▶ **EXERCISE REQUIREMENTS**: Would you please restate all of the entries exactly, apart from the pictures?

▶ **DATA PROVIDED**:
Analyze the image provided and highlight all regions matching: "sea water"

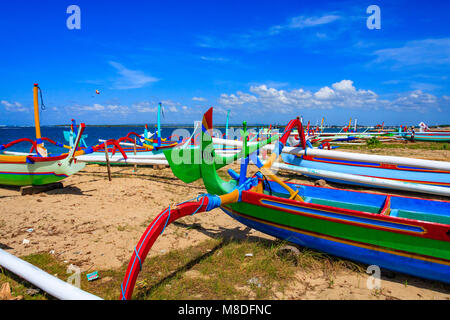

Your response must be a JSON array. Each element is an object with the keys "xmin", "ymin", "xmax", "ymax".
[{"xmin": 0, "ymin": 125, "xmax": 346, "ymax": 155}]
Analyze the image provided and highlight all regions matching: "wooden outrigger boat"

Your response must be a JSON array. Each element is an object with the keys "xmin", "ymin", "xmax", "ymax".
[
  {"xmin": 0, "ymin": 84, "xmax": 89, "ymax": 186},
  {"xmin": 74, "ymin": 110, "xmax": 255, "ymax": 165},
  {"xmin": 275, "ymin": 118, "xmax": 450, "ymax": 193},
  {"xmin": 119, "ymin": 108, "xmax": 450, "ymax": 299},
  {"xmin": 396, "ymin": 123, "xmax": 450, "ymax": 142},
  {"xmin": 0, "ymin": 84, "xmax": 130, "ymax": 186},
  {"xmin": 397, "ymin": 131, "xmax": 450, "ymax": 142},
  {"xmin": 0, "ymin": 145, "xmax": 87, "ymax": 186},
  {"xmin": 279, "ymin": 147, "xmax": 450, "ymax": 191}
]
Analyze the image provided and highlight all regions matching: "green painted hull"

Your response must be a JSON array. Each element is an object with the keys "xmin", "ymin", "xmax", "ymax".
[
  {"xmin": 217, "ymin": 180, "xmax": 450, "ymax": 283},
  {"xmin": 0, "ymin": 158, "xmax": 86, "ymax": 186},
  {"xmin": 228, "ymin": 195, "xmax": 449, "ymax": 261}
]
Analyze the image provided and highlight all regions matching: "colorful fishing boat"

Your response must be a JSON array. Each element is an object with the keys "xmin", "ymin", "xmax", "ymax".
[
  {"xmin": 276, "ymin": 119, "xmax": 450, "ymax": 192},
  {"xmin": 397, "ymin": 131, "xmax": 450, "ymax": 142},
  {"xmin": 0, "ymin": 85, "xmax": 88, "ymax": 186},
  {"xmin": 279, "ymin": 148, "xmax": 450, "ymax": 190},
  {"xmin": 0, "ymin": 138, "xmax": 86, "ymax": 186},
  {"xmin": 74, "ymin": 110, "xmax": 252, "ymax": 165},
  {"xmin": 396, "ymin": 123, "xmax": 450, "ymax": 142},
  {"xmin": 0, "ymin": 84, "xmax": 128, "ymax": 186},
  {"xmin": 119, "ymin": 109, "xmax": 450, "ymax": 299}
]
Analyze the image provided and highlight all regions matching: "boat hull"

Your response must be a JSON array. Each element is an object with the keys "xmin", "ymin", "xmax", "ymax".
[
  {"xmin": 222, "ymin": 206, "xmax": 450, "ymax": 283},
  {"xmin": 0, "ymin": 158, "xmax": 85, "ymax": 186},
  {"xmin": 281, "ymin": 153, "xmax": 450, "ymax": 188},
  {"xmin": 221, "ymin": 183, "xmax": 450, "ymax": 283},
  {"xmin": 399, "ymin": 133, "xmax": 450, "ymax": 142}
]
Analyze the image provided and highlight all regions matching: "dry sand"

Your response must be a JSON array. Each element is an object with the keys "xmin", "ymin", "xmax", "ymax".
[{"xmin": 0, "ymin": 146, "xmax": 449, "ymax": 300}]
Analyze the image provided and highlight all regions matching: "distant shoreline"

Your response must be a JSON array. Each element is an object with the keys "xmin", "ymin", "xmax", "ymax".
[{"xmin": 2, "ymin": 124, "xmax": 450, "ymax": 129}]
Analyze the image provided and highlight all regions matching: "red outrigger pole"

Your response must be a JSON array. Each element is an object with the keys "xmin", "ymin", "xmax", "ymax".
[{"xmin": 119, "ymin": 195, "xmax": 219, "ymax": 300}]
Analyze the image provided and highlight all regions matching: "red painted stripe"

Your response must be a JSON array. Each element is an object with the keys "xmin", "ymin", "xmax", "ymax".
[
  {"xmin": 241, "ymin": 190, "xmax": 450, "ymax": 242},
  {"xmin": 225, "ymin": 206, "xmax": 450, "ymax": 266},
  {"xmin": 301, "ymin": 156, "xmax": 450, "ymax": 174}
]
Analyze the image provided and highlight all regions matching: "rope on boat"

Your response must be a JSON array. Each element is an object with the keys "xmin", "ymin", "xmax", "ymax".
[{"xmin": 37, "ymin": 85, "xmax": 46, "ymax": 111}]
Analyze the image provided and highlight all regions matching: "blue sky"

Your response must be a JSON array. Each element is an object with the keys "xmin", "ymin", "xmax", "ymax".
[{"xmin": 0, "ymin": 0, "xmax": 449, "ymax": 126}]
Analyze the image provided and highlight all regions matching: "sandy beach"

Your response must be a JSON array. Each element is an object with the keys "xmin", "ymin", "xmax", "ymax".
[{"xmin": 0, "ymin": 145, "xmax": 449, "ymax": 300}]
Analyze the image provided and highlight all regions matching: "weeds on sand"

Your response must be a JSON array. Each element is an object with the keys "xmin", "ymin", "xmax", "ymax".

▶ **RESULT OF THIS TASK**:
Analyze the image provided and highlight all regions matching: "sea water"


Your response must be a JSON array. Each element is an object with the keys "xmin", "ymin", "xmax", "ymax".
[{"xmin": 0, "ymin": 125, "xmax": 346, "ymax": 155}]
Analyze the image provided and highlight all regions matching: "wooden outrigger boat"

Your response must be a JSON array. Each element is an object with the keys "xmin", "ymin", "xmax", "ymax".
[
  {"xmin": 0, "ymin": 84, "xmax": 89, "ymax": 186},
  {"xmin": 74, "ymin": 110, "xmax": 255, "ymax": 165},
  {"xmin": 275, "ymin": 118, "xmax": 450, "ymax": 193},
  {"xmin": 119, "ymin": 108, "xmax": 450, "ymax": 299},
  {"xmin": 396, "ymin": 123, "xmax": 450, "ymax": 142},
  {"xmin": 0, "ymin": 84, "xmax": 130, "ymax": 186},
  {"xmin": 397, "ymin": 131, "xmax": 450, "ymax": 142},
  {"xmin": 0, "ymin": 145, "xmax": 87, "ymax": 186},
  {"xmin": 279, "ymin": 147, "xmax": 450, "ymax": 191}
]
Analyze the image provided and highlight all regions matching: "green painted hull"

Your response must be a JSON array. Each element is an object with the keys "xmin", "ymin", "xmax", "ymax".
[
  {"xmin": 217, "ymin": 180, "xmax": 450, "ymax": 283},
  {"xmin": 0, "ymin": 158, "xmax": 86, "ymax": 186},
  {"xmin": 228, "ymin": 195, "xmax": 449, "ymax": 261}
]
Analyze the image provided and highlight all regions matching: "colorful fishing boat"

Your response must be a JSON array. Each element is an object with the keys "xmin", "ymin", "xmax", "ymax".
[
  {"xmin": 276, "ymin": 119, "xmax": 450, "ymax": 192},
  {"xmin": 397, "ymin": 131, "xmax": 450, "ymax": 142},
  {"xmin": 0, "ymin": 85, "xmax": 88, "ymax": 186},
  {"xmin": 279, "ymin": 148, "xmax": 450, "ymax": 190},
  {"xmin": 0, "ymin": 138, "xmax": 86, "ymax": 186},
  {"xmin": 74, "ymin": 110, "xmax": 252, "ymax": 165},
  {"xmin": 396, "ymin": 123, "xmax": 450, "ymax": 142},
  {"xmin": 0, "ymin": 84, "xmax": 128, "ymax": 186},
  {"xmin": 119, "ymin": 109, "xmax": 450, "ymax": 299}
]
Analyze the image provided and highlight all regions matching: "boat hull"

Your response must be a JSON array. Each element is an object with the keys "xmin", "ymin", "xmax", "ymax".
[
  {"xmin": 222, "ymin": 206, "xmax": 450, "ymax": 283},
  {"xmin": 0, "ymin": 158, "xmax": 85, "ymax": 186},
  {"xmin": 281, "ymin": 153, "xmax": 450, "ymax": 188},
  {"xmin": 221, "ymin": 183, "xmax": 450, "ymax": 283},
  {"xmin": 399, "ymin": 133, "xmax": 450, "ymax": 142}
]
Analyze the image provided and highlight all regions matching: "dry sand"

Your response must be a JSON array. Each element is an object with the keys "xmin", "ymin", "xmax", "ymax".
[{"xmin": 0, "ymin": 146, "xmax": 449, "ymax": 300}]
Analyze the image provided and highlight all regions matching: "distant shoreline"

Your response must be a JSON array. Each element is an object with the keys "xmin", "ymin", "xmax", "ymax".
[{"xmin": 2, "ymin": 124, "xmax": 450, "ymax": 129}]
Analyze the image provided and highlight all regions matching: "red outrigger pole"

Your response must be a JSON array. Each element is an object with the keys "xmin", "ymin", "xmax", "ymax".
[{"xmin": 119, "ymin": 195, "xmax": 219, "ymax": 300}]
Analyze the image provided and highlight all regions matching: "red painted stripe"

Your response must be a JSON array. Each element is an object with the keys "xmin", "ymin", "xmax", "ymax".
[
  {"xmin": 241, "ymin": 190, "xmax": 450, "ymax": 242},
  {"xmin": 225, "ymin": 206, "xmax": 450, "ymax": 266},
  {"xmin": 301, "ymin": 156, "xmax": 450, "ymax": 174}
]
Analyze the image provided and highlight all regions matching: "rope on boat"

Your response must be a JSON array. Each element is an object with the keys "xmin", "ymin", "xmax", "ymax".
[{"xmin": 37, "ymin": 85, "xmax": 46, "ymax": 111}]
Analyze the image provided and highlight all regions matching: "blue sky"

Your response must be a JSON array. Each element is an object with the keys "xmin", "ymin", "xmax", "ymax".
[{"xmin": 0, "ymin": 0, "xmax": 449, "ymax": 126}]
Analyze the image provided and highlight all regions matching: "sandy beach"

Your response must be a JSON array. Each element is an object with the keys "xmin", "ymin", "xmax", "ymax".
[{"xmin": 0, "ymin": 145, "xmax": 449, "ymax": 300}]
Analyze the image provided and highlight all regions matching: "weeds on sand"

Your response must be a JSON array. Each element is an object with the keys "xmin", "ymin", "xmax", "ymax".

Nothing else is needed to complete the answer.